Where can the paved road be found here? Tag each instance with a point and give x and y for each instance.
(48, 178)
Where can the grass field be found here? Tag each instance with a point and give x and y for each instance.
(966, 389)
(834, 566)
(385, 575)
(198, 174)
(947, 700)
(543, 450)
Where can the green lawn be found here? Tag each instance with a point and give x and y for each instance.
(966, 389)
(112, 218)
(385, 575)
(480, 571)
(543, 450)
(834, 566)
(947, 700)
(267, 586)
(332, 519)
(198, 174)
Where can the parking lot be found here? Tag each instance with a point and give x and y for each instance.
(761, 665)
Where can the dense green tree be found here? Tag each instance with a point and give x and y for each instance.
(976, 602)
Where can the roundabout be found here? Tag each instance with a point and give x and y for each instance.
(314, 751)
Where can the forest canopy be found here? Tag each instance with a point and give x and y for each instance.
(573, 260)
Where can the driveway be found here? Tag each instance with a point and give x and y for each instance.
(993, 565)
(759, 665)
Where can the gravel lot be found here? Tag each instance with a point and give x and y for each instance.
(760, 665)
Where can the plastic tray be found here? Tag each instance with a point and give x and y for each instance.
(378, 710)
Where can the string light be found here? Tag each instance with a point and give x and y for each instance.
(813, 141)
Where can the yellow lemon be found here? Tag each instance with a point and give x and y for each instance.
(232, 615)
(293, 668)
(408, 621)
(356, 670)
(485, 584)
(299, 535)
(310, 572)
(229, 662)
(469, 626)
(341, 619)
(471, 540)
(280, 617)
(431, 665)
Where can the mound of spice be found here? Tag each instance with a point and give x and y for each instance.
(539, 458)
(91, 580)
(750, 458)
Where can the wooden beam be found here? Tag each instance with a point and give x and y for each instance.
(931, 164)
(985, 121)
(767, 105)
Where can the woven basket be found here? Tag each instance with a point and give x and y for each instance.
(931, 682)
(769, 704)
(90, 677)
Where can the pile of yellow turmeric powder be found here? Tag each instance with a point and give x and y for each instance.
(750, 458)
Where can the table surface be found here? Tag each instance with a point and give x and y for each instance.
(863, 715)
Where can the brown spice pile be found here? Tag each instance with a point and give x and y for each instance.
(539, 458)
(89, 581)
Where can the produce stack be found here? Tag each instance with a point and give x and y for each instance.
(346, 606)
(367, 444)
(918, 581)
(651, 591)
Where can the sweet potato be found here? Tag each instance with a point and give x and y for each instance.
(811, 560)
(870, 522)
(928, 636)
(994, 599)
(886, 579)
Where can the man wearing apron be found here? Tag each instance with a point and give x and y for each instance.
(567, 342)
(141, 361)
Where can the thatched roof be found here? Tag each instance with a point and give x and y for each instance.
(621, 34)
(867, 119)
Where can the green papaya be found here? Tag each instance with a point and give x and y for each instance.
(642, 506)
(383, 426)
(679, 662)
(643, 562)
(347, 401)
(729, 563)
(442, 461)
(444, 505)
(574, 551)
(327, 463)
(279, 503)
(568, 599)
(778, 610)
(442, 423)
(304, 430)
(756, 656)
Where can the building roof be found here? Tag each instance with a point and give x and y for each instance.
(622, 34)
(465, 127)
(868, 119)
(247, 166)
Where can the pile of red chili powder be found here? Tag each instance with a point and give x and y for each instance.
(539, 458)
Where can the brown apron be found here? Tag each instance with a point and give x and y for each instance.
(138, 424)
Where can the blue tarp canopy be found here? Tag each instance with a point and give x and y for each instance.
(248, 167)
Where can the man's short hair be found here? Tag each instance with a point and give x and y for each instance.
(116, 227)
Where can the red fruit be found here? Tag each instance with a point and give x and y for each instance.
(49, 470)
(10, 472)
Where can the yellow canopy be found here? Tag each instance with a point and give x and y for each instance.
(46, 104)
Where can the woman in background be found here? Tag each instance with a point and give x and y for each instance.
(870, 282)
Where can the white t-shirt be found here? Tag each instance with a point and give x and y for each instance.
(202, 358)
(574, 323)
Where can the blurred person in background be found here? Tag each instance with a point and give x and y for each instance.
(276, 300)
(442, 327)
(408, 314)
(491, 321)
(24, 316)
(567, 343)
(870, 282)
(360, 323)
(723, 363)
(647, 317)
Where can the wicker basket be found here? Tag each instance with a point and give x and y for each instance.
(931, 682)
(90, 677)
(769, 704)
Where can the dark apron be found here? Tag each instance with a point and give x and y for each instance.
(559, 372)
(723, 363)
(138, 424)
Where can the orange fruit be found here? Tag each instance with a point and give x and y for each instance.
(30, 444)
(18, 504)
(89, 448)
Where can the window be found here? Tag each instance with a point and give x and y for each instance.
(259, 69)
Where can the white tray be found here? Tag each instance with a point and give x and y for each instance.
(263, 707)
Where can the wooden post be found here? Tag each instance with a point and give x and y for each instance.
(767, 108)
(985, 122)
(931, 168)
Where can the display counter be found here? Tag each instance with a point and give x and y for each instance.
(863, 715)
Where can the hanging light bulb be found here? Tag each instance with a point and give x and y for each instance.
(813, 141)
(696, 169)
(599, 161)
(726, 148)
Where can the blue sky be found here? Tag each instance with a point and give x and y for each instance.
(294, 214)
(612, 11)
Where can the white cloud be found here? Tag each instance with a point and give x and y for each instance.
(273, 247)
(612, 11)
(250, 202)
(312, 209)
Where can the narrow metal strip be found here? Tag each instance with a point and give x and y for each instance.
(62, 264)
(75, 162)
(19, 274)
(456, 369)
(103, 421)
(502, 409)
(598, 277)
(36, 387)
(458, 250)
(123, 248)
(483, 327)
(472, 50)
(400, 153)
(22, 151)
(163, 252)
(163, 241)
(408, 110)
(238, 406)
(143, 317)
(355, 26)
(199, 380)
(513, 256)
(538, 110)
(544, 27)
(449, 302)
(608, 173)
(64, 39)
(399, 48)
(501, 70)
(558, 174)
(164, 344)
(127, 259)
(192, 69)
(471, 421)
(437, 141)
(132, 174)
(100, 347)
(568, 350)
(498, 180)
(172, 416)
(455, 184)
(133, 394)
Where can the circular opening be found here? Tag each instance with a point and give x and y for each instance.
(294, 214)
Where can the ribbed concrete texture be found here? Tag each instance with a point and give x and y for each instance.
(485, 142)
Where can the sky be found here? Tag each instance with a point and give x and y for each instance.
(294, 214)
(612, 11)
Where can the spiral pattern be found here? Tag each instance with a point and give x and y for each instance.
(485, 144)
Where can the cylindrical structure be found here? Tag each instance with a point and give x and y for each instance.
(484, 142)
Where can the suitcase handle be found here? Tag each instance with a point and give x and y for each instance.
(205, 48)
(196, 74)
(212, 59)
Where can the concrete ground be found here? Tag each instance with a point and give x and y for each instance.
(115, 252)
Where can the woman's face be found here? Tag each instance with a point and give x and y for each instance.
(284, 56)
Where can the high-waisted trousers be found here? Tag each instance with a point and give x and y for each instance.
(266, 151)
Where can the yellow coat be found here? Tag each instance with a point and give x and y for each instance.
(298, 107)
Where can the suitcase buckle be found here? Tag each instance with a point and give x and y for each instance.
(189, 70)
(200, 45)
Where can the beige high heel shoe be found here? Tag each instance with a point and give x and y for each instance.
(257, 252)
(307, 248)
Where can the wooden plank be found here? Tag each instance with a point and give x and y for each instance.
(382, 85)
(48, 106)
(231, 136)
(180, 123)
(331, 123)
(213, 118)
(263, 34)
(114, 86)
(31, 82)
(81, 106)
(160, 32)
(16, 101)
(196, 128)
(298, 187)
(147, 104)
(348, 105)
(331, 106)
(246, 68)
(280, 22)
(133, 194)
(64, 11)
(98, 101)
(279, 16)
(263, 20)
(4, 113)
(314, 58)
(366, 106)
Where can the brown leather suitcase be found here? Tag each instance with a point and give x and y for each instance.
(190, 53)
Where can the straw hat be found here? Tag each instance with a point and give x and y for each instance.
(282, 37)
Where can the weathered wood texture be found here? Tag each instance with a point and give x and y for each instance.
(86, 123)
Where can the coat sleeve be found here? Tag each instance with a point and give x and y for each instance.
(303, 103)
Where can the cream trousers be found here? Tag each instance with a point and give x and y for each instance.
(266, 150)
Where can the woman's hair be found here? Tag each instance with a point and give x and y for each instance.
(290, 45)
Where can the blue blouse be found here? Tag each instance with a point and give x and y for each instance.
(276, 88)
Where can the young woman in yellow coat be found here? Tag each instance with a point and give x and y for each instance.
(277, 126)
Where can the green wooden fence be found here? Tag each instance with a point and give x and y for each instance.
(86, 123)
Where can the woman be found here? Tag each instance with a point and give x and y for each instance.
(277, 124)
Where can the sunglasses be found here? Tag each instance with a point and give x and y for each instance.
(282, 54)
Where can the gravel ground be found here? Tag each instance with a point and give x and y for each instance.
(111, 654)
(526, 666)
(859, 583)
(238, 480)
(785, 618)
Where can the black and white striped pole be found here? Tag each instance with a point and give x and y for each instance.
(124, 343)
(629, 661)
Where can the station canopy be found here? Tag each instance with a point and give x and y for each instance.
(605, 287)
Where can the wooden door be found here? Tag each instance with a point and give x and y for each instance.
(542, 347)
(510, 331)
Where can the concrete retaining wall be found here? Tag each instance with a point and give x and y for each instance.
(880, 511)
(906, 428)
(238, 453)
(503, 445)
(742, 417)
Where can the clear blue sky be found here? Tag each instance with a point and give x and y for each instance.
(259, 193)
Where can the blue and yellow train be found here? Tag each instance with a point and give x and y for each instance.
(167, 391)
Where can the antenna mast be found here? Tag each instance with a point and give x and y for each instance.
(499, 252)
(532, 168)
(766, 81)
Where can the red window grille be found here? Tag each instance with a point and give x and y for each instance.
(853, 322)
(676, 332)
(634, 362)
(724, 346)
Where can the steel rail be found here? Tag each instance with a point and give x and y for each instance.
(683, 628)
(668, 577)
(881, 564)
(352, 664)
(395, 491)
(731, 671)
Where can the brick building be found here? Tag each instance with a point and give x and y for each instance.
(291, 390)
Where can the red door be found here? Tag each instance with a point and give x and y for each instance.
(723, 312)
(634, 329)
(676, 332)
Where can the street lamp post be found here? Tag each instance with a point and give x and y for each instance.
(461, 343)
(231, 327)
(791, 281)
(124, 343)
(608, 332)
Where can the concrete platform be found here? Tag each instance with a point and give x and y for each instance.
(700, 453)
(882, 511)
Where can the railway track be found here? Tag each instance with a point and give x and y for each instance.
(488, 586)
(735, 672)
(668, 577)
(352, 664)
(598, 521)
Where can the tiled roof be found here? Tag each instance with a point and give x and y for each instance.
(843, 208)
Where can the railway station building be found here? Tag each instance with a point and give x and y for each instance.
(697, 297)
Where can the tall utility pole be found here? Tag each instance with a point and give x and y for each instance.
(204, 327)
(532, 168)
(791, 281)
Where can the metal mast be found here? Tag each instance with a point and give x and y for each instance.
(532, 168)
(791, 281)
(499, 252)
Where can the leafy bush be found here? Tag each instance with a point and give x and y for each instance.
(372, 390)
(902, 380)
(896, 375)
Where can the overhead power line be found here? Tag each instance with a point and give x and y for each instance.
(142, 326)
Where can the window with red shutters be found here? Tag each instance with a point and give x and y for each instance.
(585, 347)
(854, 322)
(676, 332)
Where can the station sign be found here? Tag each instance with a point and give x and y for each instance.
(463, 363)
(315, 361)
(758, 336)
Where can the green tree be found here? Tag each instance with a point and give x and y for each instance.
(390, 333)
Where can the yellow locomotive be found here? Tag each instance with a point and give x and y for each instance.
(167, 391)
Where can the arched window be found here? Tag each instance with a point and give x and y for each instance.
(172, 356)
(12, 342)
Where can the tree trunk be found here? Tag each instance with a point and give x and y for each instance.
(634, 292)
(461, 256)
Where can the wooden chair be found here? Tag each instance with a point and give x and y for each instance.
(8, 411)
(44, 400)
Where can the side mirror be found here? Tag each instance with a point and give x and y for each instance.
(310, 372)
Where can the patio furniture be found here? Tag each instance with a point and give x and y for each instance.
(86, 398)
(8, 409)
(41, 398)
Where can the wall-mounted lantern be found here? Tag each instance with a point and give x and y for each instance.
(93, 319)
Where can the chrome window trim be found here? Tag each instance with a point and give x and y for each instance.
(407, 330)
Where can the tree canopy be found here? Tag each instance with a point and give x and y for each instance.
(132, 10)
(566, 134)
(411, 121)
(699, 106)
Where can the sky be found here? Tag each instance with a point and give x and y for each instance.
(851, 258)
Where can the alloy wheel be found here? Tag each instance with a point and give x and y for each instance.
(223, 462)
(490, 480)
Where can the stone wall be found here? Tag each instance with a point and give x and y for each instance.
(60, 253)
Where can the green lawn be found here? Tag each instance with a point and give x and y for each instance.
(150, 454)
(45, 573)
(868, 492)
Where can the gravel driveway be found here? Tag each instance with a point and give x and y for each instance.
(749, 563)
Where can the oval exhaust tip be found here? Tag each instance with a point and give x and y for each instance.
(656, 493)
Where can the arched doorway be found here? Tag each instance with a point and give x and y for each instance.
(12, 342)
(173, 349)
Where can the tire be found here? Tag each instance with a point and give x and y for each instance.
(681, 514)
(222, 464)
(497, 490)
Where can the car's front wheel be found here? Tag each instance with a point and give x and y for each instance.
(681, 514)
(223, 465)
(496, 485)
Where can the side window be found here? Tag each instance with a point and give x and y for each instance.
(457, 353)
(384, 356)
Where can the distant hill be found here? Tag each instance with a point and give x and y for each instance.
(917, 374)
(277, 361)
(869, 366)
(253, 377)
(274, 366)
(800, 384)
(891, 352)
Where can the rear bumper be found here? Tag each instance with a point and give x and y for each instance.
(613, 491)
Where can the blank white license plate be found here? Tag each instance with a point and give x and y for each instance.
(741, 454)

The problem
Return, unchanged, each line from the line containing "Where can the car's" through the last line of the material.

Complete response
Where can the car's front wheel be found here? Tag each instance with a point and give x and y for each instance.
(681, 514)
(223, 465)
(496, 485)
Where can the side window be found here? Tag each instance with a point and give x and y for each instance.
(457, 353)
(384, 356)
Where can the distant hill be found here? Tag each instance with a point and give x and y for each instance.
(917, 374)
(277, 361)
(869, 366)
(253, 377)
(274, 366)
(800, 384)
(891, 352)
Where can the rear bumper be found here? Tag each instance with a point and give x and y for each instance.
(613, 491)
Where can the blank white license plate be found here? Tag each instance with a point and give x and y for each instance.
(741, 454)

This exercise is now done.